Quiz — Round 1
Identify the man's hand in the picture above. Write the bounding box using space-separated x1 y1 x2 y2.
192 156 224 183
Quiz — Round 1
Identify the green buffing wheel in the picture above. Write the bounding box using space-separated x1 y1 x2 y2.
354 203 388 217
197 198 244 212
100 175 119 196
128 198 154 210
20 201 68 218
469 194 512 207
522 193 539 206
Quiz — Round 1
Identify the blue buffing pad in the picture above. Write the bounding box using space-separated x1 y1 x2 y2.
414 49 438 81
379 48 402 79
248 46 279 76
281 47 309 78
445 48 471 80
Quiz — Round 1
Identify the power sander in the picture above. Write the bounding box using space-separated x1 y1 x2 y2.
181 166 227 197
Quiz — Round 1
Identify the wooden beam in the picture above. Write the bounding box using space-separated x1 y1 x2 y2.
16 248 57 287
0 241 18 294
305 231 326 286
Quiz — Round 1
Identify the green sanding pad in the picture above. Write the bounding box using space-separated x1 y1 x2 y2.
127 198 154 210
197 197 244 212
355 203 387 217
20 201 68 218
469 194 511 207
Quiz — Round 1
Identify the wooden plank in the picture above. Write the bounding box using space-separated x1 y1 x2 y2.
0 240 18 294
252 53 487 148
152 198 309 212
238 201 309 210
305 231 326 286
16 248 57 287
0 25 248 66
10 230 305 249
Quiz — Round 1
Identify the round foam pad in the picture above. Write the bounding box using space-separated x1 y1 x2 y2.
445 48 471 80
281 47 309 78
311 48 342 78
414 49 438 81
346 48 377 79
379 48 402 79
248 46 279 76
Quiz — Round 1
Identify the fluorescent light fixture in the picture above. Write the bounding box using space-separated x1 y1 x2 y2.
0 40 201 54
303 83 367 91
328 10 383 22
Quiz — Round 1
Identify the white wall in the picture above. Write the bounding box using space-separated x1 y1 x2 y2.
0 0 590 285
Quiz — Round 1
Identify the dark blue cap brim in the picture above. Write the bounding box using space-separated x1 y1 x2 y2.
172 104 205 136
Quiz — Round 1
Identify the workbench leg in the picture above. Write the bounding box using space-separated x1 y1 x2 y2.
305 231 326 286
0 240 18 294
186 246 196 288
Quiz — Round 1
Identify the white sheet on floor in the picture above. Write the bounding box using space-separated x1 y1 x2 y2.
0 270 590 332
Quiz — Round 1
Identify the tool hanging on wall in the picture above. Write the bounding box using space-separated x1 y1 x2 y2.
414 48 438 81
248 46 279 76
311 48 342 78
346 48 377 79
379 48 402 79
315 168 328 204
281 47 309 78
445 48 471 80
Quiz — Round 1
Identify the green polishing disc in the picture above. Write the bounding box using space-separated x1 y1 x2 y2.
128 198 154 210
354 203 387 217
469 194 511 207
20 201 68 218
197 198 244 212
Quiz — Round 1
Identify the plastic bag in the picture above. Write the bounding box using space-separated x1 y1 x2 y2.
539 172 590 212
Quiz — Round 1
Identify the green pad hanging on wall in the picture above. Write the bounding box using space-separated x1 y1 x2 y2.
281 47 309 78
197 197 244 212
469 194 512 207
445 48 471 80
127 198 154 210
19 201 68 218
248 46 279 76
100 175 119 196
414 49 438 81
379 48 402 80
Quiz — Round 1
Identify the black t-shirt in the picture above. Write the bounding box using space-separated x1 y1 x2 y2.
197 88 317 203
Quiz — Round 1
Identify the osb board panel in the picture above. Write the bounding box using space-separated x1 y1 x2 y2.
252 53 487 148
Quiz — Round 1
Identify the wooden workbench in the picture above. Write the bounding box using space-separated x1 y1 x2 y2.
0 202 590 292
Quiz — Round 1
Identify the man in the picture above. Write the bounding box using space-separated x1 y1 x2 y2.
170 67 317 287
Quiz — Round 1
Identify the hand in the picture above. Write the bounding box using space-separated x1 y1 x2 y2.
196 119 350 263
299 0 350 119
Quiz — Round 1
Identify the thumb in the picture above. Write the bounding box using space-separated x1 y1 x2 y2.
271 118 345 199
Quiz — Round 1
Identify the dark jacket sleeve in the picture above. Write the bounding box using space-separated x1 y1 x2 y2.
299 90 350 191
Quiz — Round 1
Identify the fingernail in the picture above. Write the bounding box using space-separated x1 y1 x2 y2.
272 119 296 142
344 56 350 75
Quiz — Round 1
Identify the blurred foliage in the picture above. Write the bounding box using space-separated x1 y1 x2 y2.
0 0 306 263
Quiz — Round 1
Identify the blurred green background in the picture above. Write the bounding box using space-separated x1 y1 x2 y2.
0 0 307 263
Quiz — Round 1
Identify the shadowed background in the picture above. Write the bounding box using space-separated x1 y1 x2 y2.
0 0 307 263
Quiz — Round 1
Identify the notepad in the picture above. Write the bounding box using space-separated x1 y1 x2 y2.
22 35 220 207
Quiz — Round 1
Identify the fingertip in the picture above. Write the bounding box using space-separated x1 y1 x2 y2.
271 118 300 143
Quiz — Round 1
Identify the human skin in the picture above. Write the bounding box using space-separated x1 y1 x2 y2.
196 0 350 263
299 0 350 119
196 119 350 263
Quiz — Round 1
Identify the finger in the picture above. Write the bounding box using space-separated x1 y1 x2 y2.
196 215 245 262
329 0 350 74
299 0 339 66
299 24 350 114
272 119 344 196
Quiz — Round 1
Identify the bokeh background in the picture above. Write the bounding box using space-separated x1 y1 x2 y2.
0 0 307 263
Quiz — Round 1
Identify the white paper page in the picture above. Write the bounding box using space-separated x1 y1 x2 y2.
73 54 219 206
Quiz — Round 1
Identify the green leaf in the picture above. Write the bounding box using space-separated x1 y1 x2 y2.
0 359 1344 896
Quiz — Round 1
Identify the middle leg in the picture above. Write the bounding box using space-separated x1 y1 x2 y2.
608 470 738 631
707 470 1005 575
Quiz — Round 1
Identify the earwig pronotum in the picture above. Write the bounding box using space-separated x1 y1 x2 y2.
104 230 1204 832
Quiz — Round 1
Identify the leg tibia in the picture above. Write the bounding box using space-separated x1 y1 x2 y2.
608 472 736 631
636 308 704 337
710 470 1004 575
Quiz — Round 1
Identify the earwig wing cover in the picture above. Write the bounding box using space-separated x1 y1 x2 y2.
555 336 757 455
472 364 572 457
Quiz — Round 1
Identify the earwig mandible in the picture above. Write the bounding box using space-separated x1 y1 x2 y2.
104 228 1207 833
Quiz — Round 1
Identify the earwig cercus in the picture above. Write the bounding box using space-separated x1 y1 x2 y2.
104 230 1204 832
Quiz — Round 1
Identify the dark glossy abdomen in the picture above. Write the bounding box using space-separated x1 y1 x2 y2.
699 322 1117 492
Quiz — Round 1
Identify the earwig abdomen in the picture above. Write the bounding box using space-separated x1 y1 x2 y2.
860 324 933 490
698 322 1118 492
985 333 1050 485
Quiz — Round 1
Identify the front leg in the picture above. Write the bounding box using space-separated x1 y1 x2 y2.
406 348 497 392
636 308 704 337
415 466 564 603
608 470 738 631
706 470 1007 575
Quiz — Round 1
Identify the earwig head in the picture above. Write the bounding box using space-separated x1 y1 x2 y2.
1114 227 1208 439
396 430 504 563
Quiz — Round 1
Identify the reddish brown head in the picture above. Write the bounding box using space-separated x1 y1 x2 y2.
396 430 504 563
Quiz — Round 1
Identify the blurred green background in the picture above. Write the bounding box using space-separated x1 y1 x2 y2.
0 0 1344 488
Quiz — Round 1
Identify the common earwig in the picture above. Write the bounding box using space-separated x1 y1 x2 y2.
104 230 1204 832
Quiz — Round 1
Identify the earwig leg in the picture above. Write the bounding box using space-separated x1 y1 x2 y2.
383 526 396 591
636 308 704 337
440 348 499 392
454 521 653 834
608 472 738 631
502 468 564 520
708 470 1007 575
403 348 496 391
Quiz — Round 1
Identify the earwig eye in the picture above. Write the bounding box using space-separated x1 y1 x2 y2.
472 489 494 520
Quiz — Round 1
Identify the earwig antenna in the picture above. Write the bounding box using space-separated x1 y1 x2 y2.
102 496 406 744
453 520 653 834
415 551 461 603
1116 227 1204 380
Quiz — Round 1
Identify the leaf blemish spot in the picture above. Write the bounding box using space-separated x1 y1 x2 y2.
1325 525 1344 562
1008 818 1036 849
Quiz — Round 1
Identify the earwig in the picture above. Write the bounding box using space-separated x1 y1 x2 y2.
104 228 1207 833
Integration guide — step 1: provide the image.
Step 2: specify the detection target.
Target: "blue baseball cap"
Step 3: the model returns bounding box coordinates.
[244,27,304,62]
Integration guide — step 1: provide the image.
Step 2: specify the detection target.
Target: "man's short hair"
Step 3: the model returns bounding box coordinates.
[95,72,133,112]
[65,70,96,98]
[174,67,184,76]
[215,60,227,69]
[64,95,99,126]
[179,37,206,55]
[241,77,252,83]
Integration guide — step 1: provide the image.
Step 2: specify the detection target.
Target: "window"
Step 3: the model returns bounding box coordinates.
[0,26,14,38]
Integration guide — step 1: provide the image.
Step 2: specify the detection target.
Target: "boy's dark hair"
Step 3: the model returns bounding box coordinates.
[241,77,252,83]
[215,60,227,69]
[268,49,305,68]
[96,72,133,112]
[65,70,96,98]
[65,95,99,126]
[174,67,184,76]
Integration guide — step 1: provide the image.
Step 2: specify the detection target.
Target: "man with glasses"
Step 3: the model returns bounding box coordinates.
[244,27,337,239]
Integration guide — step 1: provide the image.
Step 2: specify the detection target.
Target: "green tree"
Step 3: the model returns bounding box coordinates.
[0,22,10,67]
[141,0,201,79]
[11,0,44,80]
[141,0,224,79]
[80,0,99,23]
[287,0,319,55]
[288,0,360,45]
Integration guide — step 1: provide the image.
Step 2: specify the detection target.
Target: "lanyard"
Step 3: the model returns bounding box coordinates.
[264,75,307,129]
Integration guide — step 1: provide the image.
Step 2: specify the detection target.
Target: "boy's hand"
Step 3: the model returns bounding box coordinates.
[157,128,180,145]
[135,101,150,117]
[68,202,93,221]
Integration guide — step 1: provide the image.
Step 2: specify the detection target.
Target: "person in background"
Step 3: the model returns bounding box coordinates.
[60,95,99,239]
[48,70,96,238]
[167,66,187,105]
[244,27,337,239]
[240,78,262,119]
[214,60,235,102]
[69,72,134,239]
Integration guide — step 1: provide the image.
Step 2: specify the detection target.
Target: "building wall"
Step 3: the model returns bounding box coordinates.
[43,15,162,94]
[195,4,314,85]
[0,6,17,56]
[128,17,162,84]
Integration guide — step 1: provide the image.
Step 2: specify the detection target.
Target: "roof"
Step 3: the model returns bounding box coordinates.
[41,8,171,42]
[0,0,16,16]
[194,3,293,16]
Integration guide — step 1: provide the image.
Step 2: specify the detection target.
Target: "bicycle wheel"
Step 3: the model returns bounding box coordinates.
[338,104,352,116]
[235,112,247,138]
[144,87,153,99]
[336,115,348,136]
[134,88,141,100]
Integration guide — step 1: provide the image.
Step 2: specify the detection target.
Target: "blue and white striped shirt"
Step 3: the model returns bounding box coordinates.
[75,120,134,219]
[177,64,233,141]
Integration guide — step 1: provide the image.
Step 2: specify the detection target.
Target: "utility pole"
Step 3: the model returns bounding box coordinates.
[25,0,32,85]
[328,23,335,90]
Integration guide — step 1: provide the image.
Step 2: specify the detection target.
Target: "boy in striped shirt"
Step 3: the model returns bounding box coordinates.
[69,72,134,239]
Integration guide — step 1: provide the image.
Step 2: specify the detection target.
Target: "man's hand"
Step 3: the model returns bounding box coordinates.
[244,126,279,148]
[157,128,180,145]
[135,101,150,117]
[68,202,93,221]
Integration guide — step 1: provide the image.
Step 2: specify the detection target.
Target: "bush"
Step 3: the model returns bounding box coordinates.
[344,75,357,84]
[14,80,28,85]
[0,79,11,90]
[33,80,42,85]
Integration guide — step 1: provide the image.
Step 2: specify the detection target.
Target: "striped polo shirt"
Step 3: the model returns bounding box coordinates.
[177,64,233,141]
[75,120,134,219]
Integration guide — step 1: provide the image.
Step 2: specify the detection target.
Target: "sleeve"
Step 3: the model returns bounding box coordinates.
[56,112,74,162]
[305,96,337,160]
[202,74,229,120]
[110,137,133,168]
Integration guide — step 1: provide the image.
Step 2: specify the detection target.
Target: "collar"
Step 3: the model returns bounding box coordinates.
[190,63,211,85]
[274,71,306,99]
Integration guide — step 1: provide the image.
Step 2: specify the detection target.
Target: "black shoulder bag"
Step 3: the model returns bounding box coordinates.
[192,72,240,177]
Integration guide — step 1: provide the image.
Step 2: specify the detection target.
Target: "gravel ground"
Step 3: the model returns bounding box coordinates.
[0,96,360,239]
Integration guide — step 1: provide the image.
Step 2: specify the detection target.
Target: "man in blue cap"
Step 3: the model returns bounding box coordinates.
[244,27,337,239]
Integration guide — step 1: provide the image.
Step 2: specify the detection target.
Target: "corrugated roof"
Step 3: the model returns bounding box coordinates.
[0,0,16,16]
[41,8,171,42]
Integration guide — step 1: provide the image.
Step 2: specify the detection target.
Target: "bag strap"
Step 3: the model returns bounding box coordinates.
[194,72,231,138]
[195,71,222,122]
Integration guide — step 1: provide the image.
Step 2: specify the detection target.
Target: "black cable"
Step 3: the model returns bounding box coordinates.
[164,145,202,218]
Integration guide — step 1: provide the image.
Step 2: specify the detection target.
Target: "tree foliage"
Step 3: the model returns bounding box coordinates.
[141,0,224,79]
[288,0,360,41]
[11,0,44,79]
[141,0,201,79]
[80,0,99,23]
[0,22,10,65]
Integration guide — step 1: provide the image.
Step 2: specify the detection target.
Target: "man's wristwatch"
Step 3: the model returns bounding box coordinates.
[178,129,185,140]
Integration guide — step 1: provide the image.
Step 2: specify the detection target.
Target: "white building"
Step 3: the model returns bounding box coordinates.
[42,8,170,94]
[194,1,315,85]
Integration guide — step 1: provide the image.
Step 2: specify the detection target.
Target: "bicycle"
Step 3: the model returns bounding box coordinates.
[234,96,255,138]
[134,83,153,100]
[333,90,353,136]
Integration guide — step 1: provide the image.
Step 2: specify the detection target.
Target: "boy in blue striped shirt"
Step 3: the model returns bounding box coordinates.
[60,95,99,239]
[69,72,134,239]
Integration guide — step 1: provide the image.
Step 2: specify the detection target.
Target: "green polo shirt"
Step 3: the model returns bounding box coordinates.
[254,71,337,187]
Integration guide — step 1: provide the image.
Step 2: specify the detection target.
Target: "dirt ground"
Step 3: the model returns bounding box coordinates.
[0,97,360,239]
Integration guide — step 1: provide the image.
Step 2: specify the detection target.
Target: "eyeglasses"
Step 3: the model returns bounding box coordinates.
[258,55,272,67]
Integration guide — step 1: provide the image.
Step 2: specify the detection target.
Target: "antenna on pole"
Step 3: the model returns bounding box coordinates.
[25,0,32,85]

- [REQUIREMENTS]:
Switch "Identify" to "Locate" and reproduce the lines that begin at the start of the material and stop after the line containing "328 10 383 22", leaving everything else unchanged.

- [THE OUTPUT]:
Quiz — Round 1
Locate the man's hand in the picture above. Write the bounding box using space-separated x1 y1 x2 y2.
192 156 224 183
Quiz — Round 1
Locate the green buffing wheel in the picture above. Write the bounding box using space-separated x1 y1 x2 y2.
354 203 388 217
197 198 244 212
100 175 119 196
128 198 154 210
20 201 68 218
469 194 512 207
522 193 539 206
Quiz — Round 1
Locate the blue buffing pad in the picture above. Write the bounding box using space-separated x1 y1 x2 y2.
414 49 438 81
379 48 402 79
248 46 279 76
281 47 309 78
445 48 471 80
Quiz — Round 1
Locate the power sander in the picture above. Write the bounding box using space-separated x1 y1 x2 y2.
181 166 227 197
Quiz — Round 1
Locate the wooden beam in the picture above. Write the bounding box using space-separated x1 y1 x2 y2.
16 248 57 287
0 241 18 294
305 231 326 286
Quiz — Round 1
Locate the green sanding pad in the picture above. Write the bounding box using space-separated x1 y1 x2 y2.
127 198 154 210
197 197 244 212
355 203 387 217
20 201 68 218
469 194 511 207
Quiz — Round 1
Locate the wooden plank in the picture above. Write the bounding box using space-separated x1 y1 x2 y2.
0 240 18 294
252 53 487 148
152 198 309 212
238 201 309 210
305 231 326 286
16 248 57 287
0 25 248 66
10 230 305 249
Quiz — Round 1
Locate the round foam pad in the picture above. Write the bounding box using space-separated x1 y1 x2 y2.
445 48 471 80
281 47 309 78
311 48 342 78
414 49 438 81
346 48 377 79
379 48 402 79
248 46 279 76
Quiz — Round 1
Locate the fluorescent light fixture in the picture above. Write the bounding box using space-separated x1 y1 x2 y2.
0 40 201 54
303 83 367 91
328 10 383 22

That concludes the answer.